• **WORK TO BE COMPLETED**
Swap "man's" for "person's" in the stretch of data from the line containing "Highlight man's nose." through the line containing "left=96, top=0, right=464, bottom=66". Rewrite only those lines, with every other part left unchanged.

EXCERPTED DATA start

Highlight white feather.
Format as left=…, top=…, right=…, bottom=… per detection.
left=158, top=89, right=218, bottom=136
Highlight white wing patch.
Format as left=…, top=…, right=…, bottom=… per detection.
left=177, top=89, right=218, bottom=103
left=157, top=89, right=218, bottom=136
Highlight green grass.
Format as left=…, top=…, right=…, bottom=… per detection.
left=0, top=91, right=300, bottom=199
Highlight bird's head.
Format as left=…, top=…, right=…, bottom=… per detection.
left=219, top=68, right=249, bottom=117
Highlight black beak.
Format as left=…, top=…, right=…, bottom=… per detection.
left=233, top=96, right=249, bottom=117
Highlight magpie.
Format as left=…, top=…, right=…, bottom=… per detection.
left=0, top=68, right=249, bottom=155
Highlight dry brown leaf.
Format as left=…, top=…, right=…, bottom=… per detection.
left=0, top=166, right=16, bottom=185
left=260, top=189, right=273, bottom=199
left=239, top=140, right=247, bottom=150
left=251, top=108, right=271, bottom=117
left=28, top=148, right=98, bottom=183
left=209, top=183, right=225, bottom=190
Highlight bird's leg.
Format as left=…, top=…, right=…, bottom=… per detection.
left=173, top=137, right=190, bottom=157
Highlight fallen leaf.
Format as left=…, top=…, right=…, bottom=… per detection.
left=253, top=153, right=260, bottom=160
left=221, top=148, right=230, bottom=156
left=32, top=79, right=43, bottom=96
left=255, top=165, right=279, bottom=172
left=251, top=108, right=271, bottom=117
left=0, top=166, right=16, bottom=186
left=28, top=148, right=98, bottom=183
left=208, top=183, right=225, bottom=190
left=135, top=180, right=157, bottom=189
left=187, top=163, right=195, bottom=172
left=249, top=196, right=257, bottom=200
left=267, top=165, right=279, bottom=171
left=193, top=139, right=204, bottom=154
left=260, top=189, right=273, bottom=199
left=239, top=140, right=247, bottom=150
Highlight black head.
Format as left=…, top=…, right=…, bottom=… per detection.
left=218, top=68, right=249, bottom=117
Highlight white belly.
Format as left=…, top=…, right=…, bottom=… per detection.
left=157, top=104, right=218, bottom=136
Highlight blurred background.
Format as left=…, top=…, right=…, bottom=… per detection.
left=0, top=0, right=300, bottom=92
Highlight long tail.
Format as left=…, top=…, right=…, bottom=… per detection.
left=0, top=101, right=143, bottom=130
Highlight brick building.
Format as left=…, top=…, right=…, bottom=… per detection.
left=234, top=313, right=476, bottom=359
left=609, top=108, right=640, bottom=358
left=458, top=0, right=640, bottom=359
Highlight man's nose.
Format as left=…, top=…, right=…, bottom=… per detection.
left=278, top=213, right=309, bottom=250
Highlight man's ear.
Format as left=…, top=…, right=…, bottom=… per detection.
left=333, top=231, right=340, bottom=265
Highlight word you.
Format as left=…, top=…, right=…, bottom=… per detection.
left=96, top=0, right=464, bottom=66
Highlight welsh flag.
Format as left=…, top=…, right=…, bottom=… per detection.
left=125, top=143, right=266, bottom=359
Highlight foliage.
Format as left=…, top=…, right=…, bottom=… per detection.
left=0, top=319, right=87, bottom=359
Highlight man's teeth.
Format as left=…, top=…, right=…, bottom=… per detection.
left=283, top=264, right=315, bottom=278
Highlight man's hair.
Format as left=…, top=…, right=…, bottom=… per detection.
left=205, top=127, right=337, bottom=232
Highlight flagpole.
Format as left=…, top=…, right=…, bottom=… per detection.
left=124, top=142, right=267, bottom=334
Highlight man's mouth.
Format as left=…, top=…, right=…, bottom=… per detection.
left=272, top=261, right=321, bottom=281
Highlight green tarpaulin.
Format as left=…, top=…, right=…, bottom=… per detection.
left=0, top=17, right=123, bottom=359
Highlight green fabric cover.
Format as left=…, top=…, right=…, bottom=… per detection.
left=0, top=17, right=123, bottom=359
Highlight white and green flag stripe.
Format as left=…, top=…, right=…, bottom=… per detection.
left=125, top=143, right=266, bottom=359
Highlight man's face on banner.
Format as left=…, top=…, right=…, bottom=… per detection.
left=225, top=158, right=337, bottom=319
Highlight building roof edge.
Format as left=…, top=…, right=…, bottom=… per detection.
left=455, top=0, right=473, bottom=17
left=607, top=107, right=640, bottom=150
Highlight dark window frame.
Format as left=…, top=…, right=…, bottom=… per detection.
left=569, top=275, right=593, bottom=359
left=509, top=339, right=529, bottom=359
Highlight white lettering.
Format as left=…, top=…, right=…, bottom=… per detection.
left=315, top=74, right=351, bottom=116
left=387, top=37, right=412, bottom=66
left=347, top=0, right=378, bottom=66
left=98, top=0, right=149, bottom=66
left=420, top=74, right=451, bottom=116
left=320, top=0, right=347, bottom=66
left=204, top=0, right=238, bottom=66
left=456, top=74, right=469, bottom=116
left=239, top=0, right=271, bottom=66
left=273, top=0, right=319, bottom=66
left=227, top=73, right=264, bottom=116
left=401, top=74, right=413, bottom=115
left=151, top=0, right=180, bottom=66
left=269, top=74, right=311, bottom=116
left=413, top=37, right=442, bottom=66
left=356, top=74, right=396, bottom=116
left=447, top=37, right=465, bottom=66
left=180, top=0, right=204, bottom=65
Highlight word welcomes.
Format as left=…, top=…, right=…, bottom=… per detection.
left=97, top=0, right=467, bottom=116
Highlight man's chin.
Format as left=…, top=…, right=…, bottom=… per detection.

EXCERPTED DATA end

• **FINISHED EXERCISE**
Highlight person's nose.
Format as left=…, top=…, right=…, bottom=… per detection.
left=278, top=213, right=309, bottom=250
Highlight person's ear.
Format as left=…, top=…, right=…, bottom=… per detection.
left=333, top=231, right=340, bottom=265
Highlight word you.
Format as left=…, top=…, right=…, bottom=… per detection.
left=96, top=0, right=464, bottom=66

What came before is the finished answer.